** Opening Available records block **
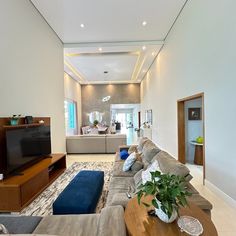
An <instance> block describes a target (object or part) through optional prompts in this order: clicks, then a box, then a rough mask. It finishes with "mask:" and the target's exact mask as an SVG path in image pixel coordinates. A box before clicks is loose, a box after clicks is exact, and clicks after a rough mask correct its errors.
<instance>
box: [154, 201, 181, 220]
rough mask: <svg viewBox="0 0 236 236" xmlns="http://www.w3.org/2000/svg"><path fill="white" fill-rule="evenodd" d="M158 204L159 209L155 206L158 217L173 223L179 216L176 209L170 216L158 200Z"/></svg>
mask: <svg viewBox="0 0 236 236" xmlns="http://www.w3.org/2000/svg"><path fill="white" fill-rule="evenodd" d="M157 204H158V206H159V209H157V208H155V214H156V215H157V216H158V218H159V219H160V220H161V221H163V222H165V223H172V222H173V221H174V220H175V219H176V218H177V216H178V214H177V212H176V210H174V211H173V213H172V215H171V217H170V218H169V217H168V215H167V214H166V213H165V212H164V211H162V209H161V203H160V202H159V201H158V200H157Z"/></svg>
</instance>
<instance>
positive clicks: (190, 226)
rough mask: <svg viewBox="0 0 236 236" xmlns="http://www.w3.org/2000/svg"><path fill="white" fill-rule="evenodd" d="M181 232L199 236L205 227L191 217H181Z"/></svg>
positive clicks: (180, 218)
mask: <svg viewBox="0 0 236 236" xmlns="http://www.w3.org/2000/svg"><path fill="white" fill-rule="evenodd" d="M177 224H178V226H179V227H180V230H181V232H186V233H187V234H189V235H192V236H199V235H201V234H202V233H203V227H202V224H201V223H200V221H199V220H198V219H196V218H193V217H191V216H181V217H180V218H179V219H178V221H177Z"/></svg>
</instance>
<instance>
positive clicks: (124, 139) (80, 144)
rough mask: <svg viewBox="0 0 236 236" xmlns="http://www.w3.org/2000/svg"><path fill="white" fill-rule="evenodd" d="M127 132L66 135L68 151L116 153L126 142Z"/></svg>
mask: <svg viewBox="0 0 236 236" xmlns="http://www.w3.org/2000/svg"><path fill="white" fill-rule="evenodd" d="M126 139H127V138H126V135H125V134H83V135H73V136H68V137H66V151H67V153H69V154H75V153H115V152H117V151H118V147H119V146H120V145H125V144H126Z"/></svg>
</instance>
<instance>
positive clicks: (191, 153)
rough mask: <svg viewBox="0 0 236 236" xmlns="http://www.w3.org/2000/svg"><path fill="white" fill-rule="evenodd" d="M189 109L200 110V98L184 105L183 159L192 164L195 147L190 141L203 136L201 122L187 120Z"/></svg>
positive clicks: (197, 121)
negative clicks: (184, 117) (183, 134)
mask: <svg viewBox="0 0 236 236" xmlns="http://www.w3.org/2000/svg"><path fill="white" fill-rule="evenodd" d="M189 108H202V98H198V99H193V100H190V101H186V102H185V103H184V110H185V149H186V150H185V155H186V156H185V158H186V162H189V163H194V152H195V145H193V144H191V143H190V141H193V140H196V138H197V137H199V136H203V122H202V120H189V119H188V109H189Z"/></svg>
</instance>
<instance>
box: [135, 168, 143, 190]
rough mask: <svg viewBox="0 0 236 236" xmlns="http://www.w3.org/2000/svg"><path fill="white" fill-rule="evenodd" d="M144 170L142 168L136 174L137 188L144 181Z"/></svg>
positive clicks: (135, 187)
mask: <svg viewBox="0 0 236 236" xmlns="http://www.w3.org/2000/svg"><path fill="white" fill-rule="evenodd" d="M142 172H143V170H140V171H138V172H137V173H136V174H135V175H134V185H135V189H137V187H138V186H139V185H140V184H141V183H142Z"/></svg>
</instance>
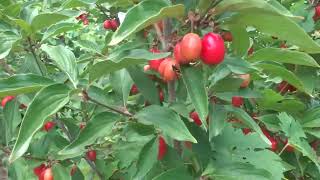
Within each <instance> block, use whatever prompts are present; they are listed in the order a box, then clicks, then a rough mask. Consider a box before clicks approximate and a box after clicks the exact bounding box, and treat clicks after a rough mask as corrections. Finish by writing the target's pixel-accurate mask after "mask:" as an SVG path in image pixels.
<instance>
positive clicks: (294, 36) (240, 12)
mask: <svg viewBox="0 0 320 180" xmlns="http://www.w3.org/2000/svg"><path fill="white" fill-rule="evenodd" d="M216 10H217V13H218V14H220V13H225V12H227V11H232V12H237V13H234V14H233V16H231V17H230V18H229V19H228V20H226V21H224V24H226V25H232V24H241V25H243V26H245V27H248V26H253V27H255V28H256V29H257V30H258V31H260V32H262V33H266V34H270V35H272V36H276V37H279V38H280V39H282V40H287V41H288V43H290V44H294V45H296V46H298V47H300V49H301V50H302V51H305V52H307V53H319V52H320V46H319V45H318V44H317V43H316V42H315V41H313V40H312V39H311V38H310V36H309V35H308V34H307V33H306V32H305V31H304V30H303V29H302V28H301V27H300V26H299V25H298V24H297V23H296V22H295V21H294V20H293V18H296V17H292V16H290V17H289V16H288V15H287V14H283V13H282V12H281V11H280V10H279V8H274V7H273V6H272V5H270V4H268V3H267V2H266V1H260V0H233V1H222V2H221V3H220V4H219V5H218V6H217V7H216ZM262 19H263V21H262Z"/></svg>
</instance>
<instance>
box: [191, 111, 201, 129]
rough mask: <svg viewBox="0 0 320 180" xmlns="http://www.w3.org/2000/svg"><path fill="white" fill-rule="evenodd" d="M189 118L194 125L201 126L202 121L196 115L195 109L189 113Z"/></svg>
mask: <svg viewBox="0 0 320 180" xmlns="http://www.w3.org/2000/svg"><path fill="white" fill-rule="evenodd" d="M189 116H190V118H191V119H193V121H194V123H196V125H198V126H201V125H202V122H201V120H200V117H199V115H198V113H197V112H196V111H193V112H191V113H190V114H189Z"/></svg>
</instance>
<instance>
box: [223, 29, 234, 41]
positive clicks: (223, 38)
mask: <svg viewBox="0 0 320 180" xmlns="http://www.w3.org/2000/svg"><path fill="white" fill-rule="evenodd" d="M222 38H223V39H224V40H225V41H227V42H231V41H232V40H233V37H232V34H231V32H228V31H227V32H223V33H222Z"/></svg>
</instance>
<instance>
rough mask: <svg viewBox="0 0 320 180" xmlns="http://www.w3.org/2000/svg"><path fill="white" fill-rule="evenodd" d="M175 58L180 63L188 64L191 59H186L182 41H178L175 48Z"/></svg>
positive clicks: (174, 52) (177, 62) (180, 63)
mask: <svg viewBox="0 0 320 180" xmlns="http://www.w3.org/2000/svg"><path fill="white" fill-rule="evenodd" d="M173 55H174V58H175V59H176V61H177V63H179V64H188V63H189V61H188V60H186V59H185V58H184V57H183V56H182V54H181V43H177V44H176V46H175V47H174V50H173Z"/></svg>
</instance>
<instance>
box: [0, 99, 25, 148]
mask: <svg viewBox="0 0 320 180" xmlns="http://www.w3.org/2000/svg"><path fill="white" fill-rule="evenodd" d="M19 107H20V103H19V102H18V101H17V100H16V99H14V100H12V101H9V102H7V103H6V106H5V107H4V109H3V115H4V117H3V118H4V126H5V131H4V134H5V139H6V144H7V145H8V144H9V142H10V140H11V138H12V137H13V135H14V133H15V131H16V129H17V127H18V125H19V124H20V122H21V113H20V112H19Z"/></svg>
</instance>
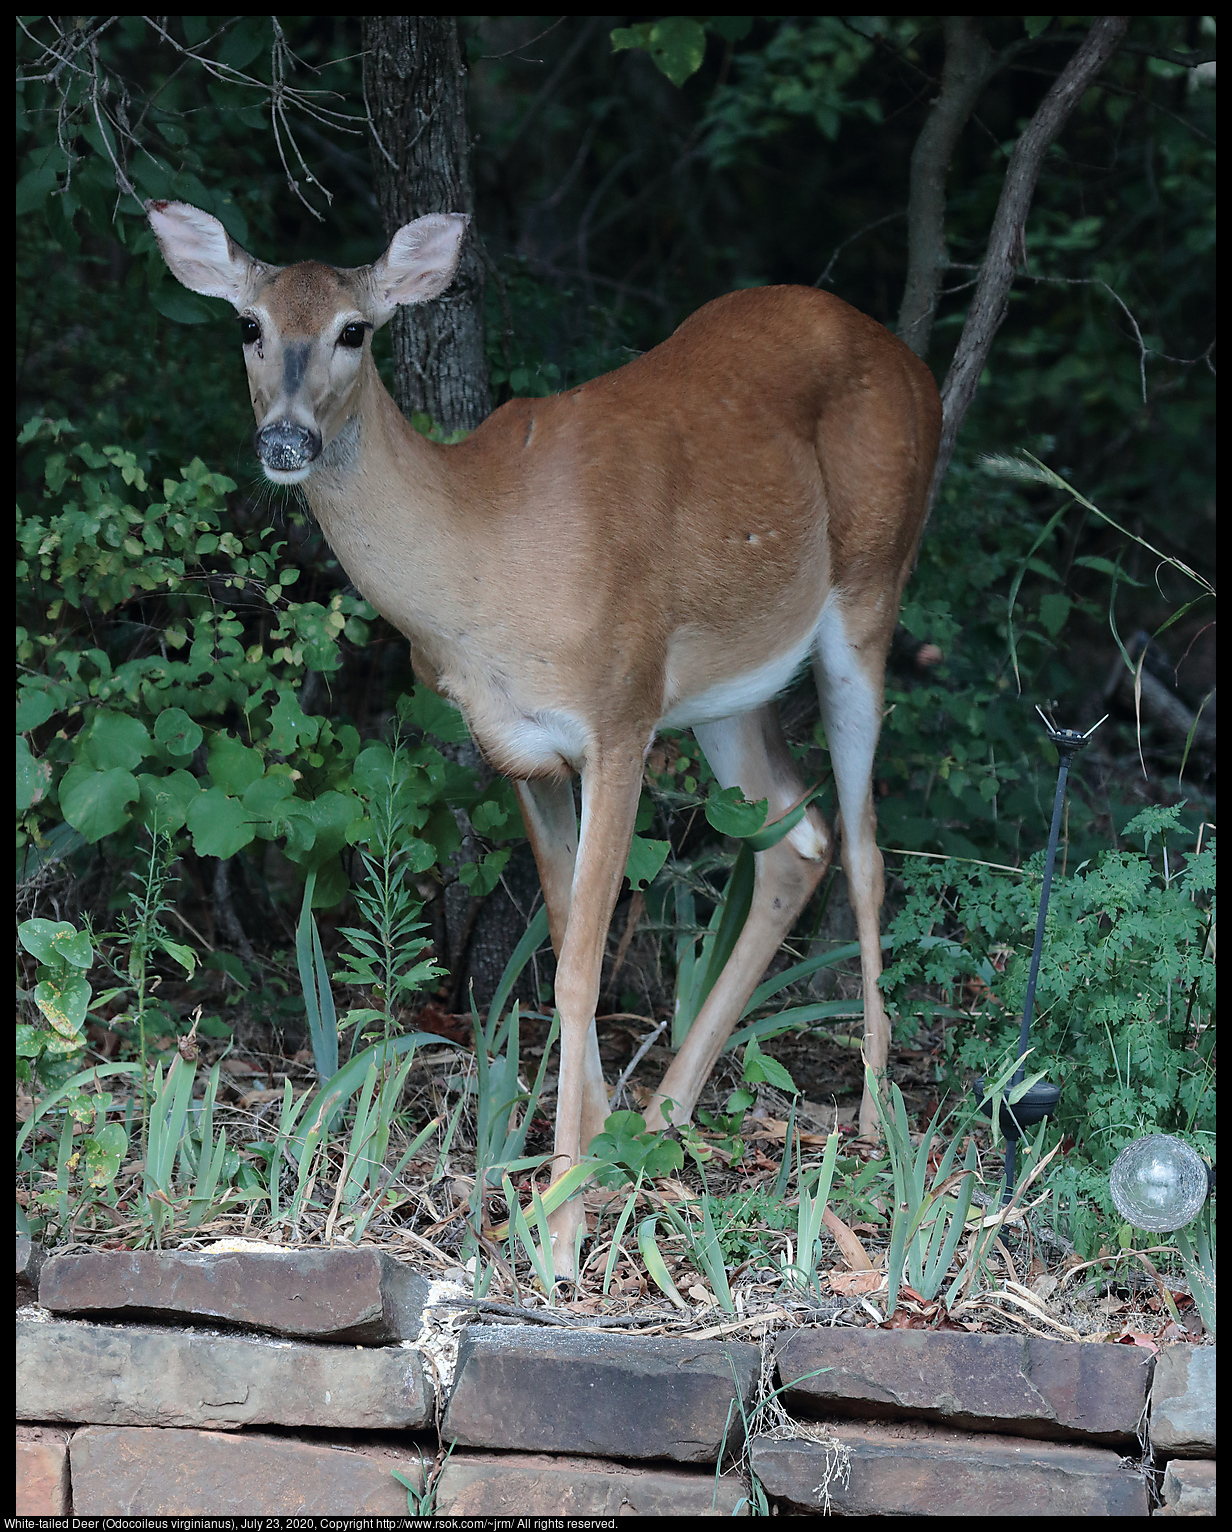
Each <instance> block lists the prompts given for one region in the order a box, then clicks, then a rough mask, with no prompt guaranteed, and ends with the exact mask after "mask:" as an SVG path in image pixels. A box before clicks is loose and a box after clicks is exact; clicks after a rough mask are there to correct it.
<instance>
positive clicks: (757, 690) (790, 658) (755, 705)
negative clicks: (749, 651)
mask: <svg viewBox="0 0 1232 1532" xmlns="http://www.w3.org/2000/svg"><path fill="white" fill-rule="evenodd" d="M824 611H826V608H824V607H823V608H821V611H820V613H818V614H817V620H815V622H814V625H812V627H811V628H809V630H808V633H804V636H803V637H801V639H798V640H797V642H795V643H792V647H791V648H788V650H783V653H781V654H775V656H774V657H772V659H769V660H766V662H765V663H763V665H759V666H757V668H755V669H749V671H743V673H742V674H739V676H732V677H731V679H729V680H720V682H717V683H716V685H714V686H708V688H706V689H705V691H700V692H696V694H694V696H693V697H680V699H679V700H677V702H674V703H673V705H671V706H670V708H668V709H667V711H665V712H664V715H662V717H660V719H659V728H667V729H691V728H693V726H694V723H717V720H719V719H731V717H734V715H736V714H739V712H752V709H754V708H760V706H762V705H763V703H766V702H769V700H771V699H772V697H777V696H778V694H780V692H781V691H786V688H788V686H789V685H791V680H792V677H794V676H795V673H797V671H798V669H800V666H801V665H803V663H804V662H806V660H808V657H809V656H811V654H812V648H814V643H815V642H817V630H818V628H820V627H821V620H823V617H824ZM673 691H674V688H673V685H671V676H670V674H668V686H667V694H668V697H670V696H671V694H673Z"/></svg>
** Closing Available records block **
** Opening Available records block **
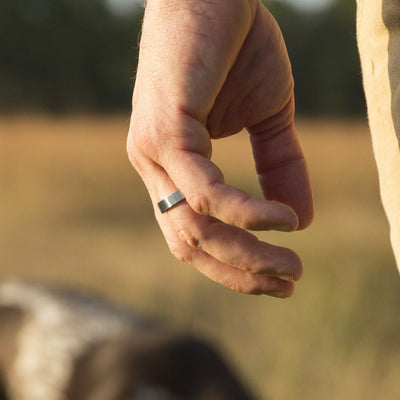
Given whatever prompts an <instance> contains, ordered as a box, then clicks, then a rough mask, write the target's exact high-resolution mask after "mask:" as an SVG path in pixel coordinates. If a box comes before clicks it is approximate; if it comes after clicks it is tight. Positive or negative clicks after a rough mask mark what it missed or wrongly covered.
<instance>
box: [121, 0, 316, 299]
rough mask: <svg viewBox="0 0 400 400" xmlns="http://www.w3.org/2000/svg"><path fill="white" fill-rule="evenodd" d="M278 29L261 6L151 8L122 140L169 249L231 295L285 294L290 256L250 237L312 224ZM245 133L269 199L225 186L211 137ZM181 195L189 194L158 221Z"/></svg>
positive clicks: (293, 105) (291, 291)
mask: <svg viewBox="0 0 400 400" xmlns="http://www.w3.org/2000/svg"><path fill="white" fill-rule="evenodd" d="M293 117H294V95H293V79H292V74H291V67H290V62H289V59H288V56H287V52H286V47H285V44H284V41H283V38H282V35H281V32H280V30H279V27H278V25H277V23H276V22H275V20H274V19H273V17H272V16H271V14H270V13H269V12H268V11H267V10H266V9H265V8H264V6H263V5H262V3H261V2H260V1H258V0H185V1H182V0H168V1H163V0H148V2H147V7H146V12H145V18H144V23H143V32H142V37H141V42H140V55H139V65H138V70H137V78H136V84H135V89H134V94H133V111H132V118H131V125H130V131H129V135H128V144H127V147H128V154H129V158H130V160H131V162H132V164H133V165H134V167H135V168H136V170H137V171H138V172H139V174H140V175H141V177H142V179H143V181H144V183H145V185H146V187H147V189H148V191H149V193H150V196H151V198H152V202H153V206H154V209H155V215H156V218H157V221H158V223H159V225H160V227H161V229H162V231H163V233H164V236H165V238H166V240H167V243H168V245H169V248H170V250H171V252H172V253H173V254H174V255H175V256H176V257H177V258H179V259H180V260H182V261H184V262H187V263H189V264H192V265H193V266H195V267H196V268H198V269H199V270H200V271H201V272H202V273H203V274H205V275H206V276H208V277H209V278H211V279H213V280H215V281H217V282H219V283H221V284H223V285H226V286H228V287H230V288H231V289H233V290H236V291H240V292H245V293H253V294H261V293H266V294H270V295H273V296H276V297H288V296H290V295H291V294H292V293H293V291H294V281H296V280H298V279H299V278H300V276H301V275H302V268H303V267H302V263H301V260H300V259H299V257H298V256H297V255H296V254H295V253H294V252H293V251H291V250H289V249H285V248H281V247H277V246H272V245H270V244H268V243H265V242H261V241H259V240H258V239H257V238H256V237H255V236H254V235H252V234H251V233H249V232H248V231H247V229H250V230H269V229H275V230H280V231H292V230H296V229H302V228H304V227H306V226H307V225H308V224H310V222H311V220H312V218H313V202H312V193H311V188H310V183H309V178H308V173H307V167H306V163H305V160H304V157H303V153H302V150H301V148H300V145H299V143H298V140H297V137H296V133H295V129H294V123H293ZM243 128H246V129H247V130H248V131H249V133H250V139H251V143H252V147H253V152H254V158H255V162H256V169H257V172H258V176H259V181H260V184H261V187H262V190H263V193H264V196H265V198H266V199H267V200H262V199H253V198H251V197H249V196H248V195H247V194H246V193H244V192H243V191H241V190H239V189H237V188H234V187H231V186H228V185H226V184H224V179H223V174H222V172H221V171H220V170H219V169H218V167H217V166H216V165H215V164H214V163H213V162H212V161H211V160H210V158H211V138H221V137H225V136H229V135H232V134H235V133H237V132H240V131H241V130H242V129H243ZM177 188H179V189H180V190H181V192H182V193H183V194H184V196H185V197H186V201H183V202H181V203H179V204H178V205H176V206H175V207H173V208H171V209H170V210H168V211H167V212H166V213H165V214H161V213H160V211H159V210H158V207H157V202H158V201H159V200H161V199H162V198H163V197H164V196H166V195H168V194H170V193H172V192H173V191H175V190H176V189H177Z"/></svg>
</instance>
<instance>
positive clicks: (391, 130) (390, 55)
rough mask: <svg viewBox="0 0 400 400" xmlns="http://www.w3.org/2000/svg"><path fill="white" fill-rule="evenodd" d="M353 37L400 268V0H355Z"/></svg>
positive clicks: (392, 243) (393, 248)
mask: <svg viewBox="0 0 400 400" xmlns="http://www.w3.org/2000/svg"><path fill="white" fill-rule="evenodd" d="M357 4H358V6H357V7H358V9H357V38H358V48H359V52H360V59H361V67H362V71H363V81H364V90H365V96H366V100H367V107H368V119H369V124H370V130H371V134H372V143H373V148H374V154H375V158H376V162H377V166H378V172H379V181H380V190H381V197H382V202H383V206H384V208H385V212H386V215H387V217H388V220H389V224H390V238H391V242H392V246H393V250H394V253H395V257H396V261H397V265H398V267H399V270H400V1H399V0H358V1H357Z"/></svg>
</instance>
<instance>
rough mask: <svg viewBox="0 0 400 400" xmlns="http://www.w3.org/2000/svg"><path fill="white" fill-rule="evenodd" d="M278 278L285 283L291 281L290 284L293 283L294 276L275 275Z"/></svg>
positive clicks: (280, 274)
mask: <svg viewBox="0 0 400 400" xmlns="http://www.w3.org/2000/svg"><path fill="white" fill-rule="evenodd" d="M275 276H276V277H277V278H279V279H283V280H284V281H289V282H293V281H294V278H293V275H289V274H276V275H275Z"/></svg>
** Closing Available records block **
**Instructions for the task**. Look above for the line with "An <instance> block" and the line with "positive clicks: (197, 121)". Write out those two lines and all the lines between them, exactly, and no others.

**Solution for this exercise**.
An <instance> block describes a target (object or part) through optional prompts in this order: clicks, then a box, then a rough mask. It finishes with "mask:" and the target's exact mask as an SVG path in image pixel coordinates. A box before clicks is loose, a box after clicks is exact, and clicks after a rough mask correct its errors.
<instance>
box: [154, 201, 181, 220]
rough mask: <svg viewBox="0 0 236 236" xmlns="http://www.w3.org/2000/svg"><path fill="white" fill-rule="evenodd" d="M158 204L159 209L155 206L158 217L173 223L179 216L176 209L170 216L158 200Z"/></svg>
mask: <svg viewBox="0 0 236 236" xmlns="http://www.w3.org/2000/svg"><path fill="white" fill-rule="evenodd" d="M157 204H158V206H159V209H157V208H155V214H156V215H157V216H158V218H159V219H160V220H161V221H163V222H165V223H172V222H173V221H174V220H175V219H176V218H177V216H178V214H177V212H176V210H174V211H173V213H172V215H171V217H170V218H169V217H168V215H167V214H166V213H165V212H164V211H162V209H161V203H160V202H159V201H158V200H157Z"/></svg>
</instance>
<instance>
positive clicks: (190, 226)
rough mask: <svg viewBox="0 0 236 236" xmlns="http://www.w3.org/2000/svg"><path fill="white" fill-rule="evenodd" d="M181 232L199 236L205 227L191 217H181Z"/></svg>
positive clicks: (180, 218)
mask: <svg viewBox="0 0 236 236" xmlns="http://www.w3.org/2000/svg"><path fill="white" fill-rule="evenodd" d="M177 224H178V226H179V227H180V230H181V232H186V233H187V234H189V235H192V236H199V235H201V234H202V233H203V227H202V224H201V223H200V221H199V220H198V219H196V218H193V217H191V216H181V217H180V218H179V219H178V221H177Z"/></svg>
</instance>
<instance>
positive clicks: (124, 139) (80, 144)
rough mask: <svg viewBox="0 0 236 236" xmlns="http://www.w3.org/2000/svg"><path fill="white" fill-rule="evenodd" d="M127 132L66 135L68 151L116 153L126 142Z"/></svg>
mask: <svg viewBox="0 0 236 236" xmlns="http://www.w3.org/2000/svg"><path fill="white" fill-rule="evenodd" d="M126 139H127V138H126V135H125V134H83V135H73V136H68V137H66V151H67V153H69V154H75V153H115V152H117V151H118V147H119V146H120V145H125V144H126Z"/></svg>
</instance>
<instance>
positive clicks: (191, 153)
rough mask: <svg viewBox="0 0 236 236" xmlns="http://www.w3.org/2000/svg"><path fill="white" fill-rule="evenodd" d="M189 109L200 110V98L184 105L183 159L192 164L195 147L190 141L203 136L201 122L187 120Z"/></svg>
positive clicks: (197, 121)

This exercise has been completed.